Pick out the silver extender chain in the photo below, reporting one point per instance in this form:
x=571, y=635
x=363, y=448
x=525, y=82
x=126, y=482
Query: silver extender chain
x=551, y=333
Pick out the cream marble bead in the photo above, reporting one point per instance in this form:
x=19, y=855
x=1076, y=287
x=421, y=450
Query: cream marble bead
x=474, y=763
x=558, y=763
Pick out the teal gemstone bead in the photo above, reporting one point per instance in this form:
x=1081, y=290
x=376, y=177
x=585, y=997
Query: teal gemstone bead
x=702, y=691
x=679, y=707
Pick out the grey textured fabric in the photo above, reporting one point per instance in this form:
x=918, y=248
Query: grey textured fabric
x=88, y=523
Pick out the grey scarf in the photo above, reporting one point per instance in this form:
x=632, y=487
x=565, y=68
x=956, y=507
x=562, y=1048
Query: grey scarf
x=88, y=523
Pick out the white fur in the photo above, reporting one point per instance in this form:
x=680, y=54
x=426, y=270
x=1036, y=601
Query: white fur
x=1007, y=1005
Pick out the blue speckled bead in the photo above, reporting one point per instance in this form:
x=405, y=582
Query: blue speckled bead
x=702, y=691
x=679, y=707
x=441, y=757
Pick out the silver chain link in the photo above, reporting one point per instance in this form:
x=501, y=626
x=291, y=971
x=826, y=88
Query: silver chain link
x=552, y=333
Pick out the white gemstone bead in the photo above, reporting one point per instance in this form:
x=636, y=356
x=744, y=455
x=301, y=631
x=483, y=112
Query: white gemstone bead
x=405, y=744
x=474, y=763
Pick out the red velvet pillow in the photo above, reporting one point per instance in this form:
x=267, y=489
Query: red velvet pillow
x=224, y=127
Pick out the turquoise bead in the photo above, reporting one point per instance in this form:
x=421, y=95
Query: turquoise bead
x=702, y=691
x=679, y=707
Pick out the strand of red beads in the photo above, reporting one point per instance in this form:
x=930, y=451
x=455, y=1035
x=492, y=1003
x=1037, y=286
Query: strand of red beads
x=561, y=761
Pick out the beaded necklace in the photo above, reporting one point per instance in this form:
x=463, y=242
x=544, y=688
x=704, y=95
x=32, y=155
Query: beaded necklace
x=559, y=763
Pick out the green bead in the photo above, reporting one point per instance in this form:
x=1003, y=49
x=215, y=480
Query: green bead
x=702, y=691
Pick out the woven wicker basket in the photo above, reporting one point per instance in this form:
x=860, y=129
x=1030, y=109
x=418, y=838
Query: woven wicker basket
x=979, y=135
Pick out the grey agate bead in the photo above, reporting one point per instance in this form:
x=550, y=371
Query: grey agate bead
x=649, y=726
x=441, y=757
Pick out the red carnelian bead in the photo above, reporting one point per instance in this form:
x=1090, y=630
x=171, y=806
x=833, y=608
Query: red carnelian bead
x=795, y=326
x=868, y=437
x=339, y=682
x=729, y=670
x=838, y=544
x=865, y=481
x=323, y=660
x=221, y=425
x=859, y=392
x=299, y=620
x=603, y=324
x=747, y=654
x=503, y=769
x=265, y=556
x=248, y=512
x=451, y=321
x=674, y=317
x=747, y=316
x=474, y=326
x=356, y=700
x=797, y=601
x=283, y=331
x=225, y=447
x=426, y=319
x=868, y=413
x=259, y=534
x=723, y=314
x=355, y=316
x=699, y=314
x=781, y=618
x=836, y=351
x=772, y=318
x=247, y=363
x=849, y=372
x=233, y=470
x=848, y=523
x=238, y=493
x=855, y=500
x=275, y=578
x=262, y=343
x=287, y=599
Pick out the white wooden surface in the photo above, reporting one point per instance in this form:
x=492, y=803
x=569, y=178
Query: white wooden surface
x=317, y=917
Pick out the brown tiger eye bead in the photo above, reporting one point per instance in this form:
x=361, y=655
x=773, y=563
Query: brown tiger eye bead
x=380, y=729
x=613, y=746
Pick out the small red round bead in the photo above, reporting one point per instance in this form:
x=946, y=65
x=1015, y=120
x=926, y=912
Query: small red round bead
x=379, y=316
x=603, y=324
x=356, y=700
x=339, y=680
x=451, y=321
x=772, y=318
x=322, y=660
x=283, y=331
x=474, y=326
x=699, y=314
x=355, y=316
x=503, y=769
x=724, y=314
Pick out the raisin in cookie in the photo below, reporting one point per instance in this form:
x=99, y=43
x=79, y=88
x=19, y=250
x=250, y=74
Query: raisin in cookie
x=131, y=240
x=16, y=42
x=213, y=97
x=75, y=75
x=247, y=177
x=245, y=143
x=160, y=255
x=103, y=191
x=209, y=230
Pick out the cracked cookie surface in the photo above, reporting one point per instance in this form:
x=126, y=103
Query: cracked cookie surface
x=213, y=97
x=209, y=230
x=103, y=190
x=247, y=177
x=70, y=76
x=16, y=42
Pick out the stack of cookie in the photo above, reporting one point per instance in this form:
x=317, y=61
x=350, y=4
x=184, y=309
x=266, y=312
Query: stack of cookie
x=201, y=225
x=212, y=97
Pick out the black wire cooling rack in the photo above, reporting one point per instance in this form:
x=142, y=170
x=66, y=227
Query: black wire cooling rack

TASK PROMPT:
Each line of the records with the word "below" in it is to be copied.

SOLUTION TO THIS TASK:
Pick out the silver extender chain in the photo below, reporting one point per instance in this form:
Pick out the raisin in cookie in the photo below, reporting one point per instance in this form:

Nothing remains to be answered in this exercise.